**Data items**
·····

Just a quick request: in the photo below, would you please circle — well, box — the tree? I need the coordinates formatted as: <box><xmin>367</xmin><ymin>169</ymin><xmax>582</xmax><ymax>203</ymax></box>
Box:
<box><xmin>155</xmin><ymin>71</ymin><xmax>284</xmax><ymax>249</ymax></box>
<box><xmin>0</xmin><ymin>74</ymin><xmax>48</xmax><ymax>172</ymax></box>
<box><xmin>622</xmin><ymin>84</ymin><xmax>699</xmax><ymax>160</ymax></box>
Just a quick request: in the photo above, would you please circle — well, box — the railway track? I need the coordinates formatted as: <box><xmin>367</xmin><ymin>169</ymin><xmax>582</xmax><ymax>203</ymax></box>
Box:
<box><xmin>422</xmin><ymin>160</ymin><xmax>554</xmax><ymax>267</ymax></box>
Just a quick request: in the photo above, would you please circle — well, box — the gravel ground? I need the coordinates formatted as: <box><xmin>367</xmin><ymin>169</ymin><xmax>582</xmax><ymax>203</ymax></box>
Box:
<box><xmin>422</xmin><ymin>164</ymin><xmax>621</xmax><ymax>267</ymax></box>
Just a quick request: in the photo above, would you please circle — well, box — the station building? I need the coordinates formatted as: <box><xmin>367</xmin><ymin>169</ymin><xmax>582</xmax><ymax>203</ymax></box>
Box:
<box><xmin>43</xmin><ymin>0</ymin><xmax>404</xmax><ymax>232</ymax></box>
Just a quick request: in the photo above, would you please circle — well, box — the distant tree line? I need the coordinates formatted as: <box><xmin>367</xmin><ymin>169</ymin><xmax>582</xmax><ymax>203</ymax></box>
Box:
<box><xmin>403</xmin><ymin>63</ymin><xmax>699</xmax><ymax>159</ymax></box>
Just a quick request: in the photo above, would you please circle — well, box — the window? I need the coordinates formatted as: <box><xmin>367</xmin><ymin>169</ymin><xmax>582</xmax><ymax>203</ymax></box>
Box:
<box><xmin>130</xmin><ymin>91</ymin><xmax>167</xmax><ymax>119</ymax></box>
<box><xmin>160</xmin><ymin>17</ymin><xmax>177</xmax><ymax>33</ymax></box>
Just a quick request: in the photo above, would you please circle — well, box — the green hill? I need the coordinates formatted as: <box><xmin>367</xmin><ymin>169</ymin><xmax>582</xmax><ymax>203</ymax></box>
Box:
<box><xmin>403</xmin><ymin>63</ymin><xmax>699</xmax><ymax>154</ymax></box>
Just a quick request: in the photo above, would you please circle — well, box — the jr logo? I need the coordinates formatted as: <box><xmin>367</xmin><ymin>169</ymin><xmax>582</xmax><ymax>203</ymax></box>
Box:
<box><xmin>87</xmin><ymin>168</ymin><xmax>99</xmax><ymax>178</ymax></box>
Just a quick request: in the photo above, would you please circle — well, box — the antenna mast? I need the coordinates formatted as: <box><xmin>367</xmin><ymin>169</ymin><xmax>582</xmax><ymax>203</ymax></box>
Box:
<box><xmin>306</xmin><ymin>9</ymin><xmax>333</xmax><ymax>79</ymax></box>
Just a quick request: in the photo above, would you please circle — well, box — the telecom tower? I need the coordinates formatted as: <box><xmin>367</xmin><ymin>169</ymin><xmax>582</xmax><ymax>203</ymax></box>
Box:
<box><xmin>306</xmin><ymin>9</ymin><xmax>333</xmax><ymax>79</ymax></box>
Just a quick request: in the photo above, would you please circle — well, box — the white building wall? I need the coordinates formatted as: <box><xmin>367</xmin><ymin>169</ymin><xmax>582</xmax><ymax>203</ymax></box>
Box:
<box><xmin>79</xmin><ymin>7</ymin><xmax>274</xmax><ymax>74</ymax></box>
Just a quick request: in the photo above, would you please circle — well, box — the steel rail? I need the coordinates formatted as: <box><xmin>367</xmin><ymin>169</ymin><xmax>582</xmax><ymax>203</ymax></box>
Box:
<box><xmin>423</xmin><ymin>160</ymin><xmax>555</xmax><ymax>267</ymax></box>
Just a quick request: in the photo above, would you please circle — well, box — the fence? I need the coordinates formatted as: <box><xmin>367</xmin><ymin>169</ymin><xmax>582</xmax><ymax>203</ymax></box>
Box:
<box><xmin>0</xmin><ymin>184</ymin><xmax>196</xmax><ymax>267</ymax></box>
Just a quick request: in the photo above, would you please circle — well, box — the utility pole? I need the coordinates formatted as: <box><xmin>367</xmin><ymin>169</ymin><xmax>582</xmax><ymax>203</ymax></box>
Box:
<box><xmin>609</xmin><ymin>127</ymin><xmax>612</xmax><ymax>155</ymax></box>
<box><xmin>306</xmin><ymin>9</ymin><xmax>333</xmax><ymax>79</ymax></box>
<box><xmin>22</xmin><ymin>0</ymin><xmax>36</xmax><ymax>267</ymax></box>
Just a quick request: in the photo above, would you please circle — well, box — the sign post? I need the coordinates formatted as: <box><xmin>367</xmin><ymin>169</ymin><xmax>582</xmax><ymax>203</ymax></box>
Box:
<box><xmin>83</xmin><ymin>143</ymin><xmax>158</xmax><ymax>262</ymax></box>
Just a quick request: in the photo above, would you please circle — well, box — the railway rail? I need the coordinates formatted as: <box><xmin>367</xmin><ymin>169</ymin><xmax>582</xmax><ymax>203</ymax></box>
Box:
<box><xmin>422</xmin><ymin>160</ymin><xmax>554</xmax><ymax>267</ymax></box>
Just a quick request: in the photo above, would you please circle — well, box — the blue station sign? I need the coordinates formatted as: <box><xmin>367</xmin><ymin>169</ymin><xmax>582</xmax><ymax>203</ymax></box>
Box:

·····

**Exercise requirements**
Rewrite the records above, substituting "position values" for every "coordinates" and leaving everything else unchanged.

**Result of the task**
Just a quick request: in the photo below, would you please circle — well, box — the tree? I need the position values formatted as: <box><xmin>367</xmin><ymin>169</ymin><xmax>582</xmax><ymax>203</ymax></box>
Box:
<box><xmin>155</xmin><ymin>71</ymin><xmax>284</xmax><ymax>249</ymax></box>
<box><xmin>0</xmin><ymin>74</ymin><xmax>48</xmax><ymax>172</ymax></box>
<box><xmin>622</xmin><ymin>84</ymin><xmax>699</xmax><ymax>160</ymax></box>
Just a quick request: in the photo above, would you please circle — well, box — the railway track? I need the position values formatted as: <box><xmin>367</xmin><ymin>169</ymin><xmax>582</xmax><ymax>203</ymax></box>
Box:
<box><xmin>422</xmin><ymin>160</ymin><xmax>554</xmax><ymax>267</ymax></box>
Just a quick request: in the photo above, would you please circle — well, box — the gravel ground? I need the position values formatted as: <box><xmin>367</xmin><ymin>169</ymin><xmax>582</xmax><ymax>203</ymax></box>
Box:
<box><xmin>422</xmin><ymin>164</ymin><xmax>621</xmax><ymax>267</ymax></box>
Just a quick request: in the photo above, would you please circle — well, box — the station building? I need the position values formatted as: <box><xmin>367</xmin><ymin>169</ymin><xmax>582</xmax><ymax>203</ymax></box>
Box:
<box><xmin>43</xmin><ymin>0</ymin><xmax>404</xmax><ymax>232</ymax></box>
Just a quick request: in the photo above, would you please circle — well, box — the distant tree line? I need the position values formatted as: <box><xmin>367</xmin><ymin>169</ymin><xmax>582</xmax><ymax>203</ymax></box>
Box:
<box><xmin>403</xmin><ymin>63</ymin><xmax>699</xmax><ymax>159</ymax></box>
Just a quick request: in the photo above, would you please circle — well, box — the window? I need the position values formatted as: <box><xmin>367</xmin><ymin>169</ymin><xmax>582</xmax><ymax>203</ymax></box>
Box:
<box><xmin>130</xmin><ymin>91</ymin><xmax>167</xmax><ymax>119</ymax></box>
<box><xmin>160</xmin><ymin>17</ymin><xmax>177</xmax><ymax>33</ymax></box>
Just a quick request: in the photo above, would you please circle — well, box — the green hill? I need the position values formatted as: <box><xmin>367</xmin><ymin>169</ymin><xmax>582</xmax><ymax>203</ymax></box>
Box:
<box><xmin>403</xmin><ymin>63</ymin><xmax>699</xmax><ymax>154</ymax></box>
Just a quick request: in the photo above, would you please circle — well, box — the jr logo? I need the position values formatted as: <box><xmin>367</xmin><ymin>169</ymin><xmax>582</xmax><ymax>203</ymax></box>
Box:
<box><xmin>87</xmin><ymin>168</ymin><xmax>99</xmax><ymax>178</ymax></box>
Just a quick request: in the photo above, would you please circle — well, box — the antenna mast? I need the position values formatted as: <box><xmin>367</xmin><ymin>169</ymin><xmax>582</xmax><ymax>203</ymax></box>
Box:
<box><xmin>306</xmin><ymin>9</ymin><xmax>333</xmax><ymax>79</ymax></box>
Just a quick request: in the photo above, would you please circle — well, box — the telecom tower? I need the position values formatted as: <box><xmin>367</xmin><ymin>169</ymin><xmax>582</xmax><ymax>203</ymax></box>
Box:
<box><xmin>306</xmin><ymin>9</ymin><xmax>333</xmax><ymax>79</ymax></box>
Just a quick request: in the photo above, would you please circle — well, box — the white building wall? I need the position values formatted as: <box><xmin>367</xmin><ymin>169</ymin><xmax>582</xmax><ymax>203</ymax></box>
Box:
<box><xmin>79</xmin><ymin>7</ymin><xmax>274</xmax><ymax>74</ymax></box>
Just a quick request: in the photo above, would you please circle — well, box — the steel rail? I need the position values formatted as: <box><xmin>367</xmin><ymin>169</ymin><xmax>582</xmax><ymax>203</ymax></box>
Box:
<box><xmin>423</xmin><ymin>160</ymin><xmax>555</xmax><ymax>267</ymax></box>
Just a quick request: in the photo above, would you please circle — well, box — the fence? I need the position values formatted as: <box><xmin>367</xmin><ymin>169</ymin><xmax>582</xmax><ymax>203</ymax></box>
Box:
<box><xmin>0</xmin><ymin>184</ymin><xmax>196</xmax><ymax>267</ymax></box>
Just a quick request: in the photo above, would you please circle — well, box — the utility pole? I need the position values formatted as: <box><xmin>367</xmin><ymin>169</ymin><xmax>582</xmax><ymax>203</ymax></box>
Box:
<box><xmin>609</xmin><ymin>127</ymin><xmax>612</xmax><ymax>155</ymax></box>
<box><xmin>306</xmin><ymin>9</ymin><xmax>333</xmax><ymax>79</ymax></box>
<box><xmin>22</xmin><ymin>0</ymin><xmax>36</xmax><ymax>267</ymax></box>
Just a quick request: in the photo above, would you please circle — well, box — the sign post? I need the position values formatted as: <box><xmin>367</xmin><ymin>169</ymin><xmax>582</xmax><ymax>203</ymax></box>
Box:
<box><xmin>83</xmin><ymin>143</ymin><xmax>158</xmax><ymax>262</ymax></box>
Just a quick request: in the photo above, would you please circle — well, box — the railway rail? I need the position values formatted as: <box><xmin>367</xmin><ymin>169</ymin><xmax>582</xmax><ymax>203</ymax></box>
Box:
<box><xmin>422</xmin><ymin>160</ymin><xmax>554</xmax><ymax>267</ymax></box>
Just a quick request: in the photo above, would you please circle — well, box — the blue station sign? I need the position values formatted as: <box><xmin>367</xmin><ymin>169</ymin><xmax>582</xmax><ymax>203</ymax></box>
Box:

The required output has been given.